(Stored records)
* * *

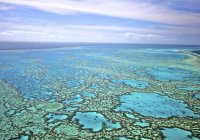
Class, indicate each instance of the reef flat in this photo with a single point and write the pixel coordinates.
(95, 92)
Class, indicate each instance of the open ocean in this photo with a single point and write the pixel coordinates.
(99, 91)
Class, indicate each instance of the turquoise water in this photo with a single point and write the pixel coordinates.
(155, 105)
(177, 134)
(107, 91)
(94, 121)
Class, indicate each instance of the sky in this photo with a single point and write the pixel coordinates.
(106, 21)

* * *

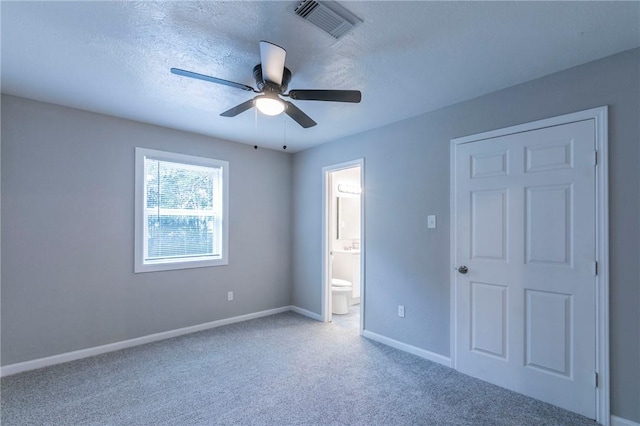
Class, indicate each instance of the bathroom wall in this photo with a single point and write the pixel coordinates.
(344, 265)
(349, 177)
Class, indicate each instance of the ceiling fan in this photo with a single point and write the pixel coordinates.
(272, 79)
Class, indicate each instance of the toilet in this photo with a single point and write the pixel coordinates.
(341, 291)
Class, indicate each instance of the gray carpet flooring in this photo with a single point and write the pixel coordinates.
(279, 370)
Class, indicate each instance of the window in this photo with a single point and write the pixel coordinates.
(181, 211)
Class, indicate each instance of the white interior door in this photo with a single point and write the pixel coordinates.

* * *

**What to work on**
Return, with no changes, the rows starting at the line containing "Class, indicate each instance of the window" and ending at the line containing "Class, indicate each instance of the white", both included.

**Result of the exercise**
Class, indicate each instance of the window in this photo with a single point and write the pixel coordinates.
(181, 211)
Class, indicate each instance of the white interior door in this photo with a single point and write the pixel coordinates.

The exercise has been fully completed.